Excerpted text —
Awaargi is a 1990 Indian Hindi-language drama film directed by Mahesh Bhatt starring Anil Kapoor, Govinda, Meenakshi Sheshadri in lead roles. Over the years it has gained critical praise and is considered a classic now. 
Govinda received critical acclaim for his role.

Story
Lala Jamal Khan (Anupam Kher) is one of the underground dons in Bombay and has several men to carry out all kinds of criminal activities for him. One of them is Azaad (Anil Kapoor), who he uses to scare people and Azaad has never failed him. Then Azaad goes and rescues a prostitute named Meena (Meenakshi Sheshadri) from Ranu Bhai (Avtar Gill), who owes allegiance to rival don, Bhau (Paresh Rawal) and invites his ire and anger. Azaad refuses to submit to anyone and assists Meena meet her goal, which is to be a famous singer. He entrusts her to a music director by the name of Dhirendra (Govinda) and sits back and watches as Meena becomes popular day by day. Azaad has fallen in love with Meena but is unable to tell this. What Azaad does not know is that Dhirendra too has fallen in love with Meena and it appears that Meena is also attracted to him. Before Azaad can pursue this any further, he must contend with Bhau's hoodlums, who have been instructed to kill him under any circumstances.

Goal 1 —
Answer these questions using the text on the film Awaargi:
(a) Who directed the film?
(b) What is Meena's goal?
(c) To which rival don does Ranu Bhai owe allegiance?
Goal 2 — Write a continuation of the text on the film Awaargi, starting after its final sentence.
The listing that comes next is from a separate source and has no connection to the film text.

Supplied data —
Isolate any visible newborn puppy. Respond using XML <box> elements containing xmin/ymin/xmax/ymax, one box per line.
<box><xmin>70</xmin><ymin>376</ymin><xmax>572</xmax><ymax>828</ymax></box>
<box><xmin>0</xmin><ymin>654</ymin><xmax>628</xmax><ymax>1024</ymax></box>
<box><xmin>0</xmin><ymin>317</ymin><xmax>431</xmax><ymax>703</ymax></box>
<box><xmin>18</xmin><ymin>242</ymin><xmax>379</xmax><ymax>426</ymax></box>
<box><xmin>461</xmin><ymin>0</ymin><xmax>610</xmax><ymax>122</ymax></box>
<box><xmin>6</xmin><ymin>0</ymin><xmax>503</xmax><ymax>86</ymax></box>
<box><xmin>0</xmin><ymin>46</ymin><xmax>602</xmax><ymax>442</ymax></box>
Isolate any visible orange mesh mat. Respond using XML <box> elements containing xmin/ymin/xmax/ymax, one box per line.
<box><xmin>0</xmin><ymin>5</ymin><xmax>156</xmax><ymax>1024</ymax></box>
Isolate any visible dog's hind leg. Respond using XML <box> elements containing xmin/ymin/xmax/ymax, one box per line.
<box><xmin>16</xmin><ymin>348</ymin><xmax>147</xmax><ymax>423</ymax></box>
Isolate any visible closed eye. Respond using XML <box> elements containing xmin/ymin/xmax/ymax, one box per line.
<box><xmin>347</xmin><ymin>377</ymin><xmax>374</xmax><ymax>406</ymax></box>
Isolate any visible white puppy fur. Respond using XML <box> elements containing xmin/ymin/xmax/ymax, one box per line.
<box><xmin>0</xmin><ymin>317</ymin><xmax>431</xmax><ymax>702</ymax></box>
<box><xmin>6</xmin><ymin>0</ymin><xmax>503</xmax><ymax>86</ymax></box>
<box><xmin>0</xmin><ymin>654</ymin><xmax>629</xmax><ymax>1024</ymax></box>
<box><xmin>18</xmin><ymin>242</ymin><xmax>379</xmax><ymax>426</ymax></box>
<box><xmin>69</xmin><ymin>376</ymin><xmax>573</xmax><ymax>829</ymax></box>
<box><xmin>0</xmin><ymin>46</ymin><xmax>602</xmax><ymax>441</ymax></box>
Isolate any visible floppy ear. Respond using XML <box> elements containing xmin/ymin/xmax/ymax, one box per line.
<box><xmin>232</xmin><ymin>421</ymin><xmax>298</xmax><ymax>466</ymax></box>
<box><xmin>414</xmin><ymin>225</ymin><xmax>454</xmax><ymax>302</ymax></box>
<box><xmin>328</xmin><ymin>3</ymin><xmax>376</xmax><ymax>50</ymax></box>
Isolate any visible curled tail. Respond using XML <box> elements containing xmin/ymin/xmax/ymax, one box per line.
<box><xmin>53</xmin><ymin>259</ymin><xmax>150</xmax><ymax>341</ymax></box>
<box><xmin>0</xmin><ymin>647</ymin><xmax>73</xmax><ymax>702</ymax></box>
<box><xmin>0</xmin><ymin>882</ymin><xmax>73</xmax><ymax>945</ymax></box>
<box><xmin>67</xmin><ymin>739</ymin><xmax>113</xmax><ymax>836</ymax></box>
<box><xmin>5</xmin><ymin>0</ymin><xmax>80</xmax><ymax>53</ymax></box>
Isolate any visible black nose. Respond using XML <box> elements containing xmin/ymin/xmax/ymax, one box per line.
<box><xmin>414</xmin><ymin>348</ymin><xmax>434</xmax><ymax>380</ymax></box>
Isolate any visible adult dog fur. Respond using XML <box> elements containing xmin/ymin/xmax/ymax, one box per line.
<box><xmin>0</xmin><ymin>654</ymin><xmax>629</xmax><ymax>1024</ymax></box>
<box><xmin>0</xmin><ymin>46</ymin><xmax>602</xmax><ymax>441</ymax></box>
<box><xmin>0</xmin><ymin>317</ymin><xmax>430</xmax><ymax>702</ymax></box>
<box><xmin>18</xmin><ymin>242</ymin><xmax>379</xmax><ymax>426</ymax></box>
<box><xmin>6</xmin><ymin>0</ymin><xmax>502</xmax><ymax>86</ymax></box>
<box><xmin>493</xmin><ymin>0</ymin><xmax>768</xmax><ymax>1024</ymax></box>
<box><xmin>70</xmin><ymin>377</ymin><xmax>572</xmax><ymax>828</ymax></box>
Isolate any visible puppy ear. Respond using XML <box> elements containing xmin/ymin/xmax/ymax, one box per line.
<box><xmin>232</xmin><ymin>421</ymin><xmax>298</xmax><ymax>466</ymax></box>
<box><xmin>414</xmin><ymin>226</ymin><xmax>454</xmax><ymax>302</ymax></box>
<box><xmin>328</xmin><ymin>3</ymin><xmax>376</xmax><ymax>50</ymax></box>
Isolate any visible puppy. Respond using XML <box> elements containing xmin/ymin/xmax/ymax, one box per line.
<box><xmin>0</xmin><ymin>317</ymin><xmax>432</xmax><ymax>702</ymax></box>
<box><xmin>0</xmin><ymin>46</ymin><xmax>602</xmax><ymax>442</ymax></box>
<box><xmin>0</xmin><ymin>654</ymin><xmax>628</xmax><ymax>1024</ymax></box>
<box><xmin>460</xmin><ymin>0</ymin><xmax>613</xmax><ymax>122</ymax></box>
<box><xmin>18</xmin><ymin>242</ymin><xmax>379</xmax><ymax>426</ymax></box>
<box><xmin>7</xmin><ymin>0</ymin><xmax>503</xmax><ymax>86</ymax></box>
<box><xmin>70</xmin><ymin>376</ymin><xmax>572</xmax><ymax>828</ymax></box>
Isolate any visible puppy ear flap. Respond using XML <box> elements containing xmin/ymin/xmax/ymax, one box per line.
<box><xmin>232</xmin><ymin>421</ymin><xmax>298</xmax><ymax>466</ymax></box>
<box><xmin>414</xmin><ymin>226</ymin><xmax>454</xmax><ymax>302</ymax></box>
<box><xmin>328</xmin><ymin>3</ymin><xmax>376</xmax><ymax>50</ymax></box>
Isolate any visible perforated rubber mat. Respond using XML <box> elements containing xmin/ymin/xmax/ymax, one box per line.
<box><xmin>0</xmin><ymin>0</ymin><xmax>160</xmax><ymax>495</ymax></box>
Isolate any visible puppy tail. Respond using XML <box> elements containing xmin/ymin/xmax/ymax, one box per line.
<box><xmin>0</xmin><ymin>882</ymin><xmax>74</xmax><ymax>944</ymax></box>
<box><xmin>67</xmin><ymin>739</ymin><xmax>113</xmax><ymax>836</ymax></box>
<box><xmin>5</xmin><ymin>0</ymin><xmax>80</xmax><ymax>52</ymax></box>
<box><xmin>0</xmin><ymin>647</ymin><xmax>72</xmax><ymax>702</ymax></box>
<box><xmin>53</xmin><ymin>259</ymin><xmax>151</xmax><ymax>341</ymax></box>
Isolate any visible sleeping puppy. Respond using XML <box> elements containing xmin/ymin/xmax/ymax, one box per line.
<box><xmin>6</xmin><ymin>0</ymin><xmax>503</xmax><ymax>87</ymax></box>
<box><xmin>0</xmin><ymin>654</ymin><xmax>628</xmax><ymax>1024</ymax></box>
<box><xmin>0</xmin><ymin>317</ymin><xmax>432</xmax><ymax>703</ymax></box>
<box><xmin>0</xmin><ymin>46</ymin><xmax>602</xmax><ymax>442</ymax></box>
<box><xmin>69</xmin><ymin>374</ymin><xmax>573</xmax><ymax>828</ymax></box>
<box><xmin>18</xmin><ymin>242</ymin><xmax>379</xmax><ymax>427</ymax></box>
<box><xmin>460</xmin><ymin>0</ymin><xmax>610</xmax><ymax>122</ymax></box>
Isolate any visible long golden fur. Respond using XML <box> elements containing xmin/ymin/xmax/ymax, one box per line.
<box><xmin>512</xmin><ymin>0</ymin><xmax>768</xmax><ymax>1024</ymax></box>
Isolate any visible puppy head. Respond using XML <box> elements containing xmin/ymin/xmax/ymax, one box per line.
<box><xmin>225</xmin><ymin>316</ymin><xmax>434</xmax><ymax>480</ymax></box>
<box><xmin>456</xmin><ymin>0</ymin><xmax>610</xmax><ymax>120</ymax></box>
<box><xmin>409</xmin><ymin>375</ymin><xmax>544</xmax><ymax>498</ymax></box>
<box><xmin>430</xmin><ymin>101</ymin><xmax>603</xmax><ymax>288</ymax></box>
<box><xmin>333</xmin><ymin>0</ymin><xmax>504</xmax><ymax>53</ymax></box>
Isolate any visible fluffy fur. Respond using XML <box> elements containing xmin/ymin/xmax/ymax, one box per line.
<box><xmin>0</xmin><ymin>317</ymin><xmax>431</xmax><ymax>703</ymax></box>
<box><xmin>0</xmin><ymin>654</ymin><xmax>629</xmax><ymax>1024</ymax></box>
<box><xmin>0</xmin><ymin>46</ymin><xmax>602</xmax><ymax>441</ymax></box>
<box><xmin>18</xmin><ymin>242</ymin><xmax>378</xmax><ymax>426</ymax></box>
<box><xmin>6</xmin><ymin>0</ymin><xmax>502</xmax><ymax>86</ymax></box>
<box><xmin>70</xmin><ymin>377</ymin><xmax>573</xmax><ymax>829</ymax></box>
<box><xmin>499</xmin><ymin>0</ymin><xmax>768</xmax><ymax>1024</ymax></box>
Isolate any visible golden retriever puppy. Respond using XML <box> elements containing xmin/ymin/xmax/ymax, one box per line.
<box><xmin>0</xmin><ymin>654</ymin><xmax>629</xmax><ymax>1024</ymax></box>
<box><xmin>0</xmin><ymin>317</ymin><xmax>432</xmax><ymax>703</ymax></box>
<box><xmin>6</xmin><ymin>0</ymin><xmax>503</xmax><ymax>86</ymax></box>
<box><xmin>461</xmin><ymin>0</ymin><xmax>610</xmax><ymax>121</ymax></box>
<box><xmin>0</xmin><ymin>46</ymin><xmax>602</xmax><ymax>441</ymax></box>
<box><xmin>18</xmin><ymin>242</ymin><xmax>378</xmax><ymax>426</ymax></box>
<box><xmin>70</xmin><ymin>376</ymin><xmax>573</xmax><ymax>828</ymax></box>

Exercise result 1 —
(a) Mahesh Bhatt
(b) To be a famous singer
(c) Bhau

Exercise result 2 —
Cast
Anil Kapoor as Azaad
Govinda as Dheerendra Kumar "Dheeren"
Meenakshi Sheshadri as Meena 
Anupam Kher as Lala Jamal Khan 
Paresh Rawal as Bhau 
Satish Kaushik as Azaad's Friend
Avtar Gill as Ranu Bhai 
Ghulam Ali as himself (Special Appearance)

Music
The music of Awaargi was by Anu Malik. The lyrics were penned by Anand Bakshi. The album is known for the ghazal "Chamakte Chand Ko Toota Hua Tara Bana Dala" sung by Ghulam Ali.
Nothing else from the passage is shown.